Problem to work on:
Copy out each line featuring the string "written" from the entries beneath.

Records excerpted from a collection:
------------------------------------------------------------------------

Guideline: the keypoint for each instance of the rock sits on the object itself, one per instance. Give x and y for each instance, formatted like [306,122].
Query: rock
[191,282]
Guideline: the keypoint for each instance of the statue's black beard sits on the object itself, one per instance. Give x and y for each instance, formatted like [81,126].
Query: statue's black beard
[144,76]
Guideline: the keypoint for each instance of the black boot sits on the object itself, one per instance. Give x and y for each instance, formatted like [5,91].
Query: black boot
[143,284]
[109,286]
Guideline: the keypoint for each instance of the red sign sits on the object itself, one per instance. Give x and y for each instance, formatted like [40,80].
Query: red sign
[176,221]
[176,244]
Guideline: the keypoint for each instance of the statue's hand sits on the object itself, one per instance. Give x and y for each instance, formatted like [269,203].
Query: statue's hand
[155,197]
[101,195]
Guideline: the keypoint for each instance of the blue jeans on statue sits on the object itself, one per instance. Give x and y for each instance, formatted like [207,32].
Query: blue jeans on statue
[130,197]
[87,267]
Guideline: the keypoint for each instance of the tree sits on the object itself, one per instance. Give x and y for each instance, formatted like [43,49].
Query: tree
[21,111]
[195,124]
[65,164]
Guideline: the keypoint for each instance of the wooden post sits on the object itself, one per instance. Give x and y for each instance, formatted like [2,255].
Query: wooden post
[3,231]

------------------------------------------------------------------------

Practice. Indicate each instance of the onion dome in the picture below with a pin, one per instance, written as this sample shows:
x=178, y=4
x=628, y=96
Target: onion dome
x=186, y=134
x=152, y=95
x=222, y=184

------------------------------------------------------------------------

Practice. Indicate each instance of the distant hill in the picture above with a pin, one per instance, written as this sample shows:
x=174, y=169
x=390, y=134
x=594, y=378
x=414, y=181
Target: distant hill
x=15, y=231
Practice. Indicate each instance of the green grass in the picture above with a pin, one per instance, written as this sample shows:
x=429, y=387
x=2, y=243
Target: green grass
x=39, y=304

------------------------------------------------------------------------

Task answer:
Practice. Indicate each instance of the onion dome in the picture below with a pin, one per instance, written as this sample shows:
Practice. Indicate each instance of the distant hill in the picture above with a pin, one per instance, written as this sample shows:
Practice. Indicate each instance of the green grass in the picture above with a pin, one per instance, written as this sample shows:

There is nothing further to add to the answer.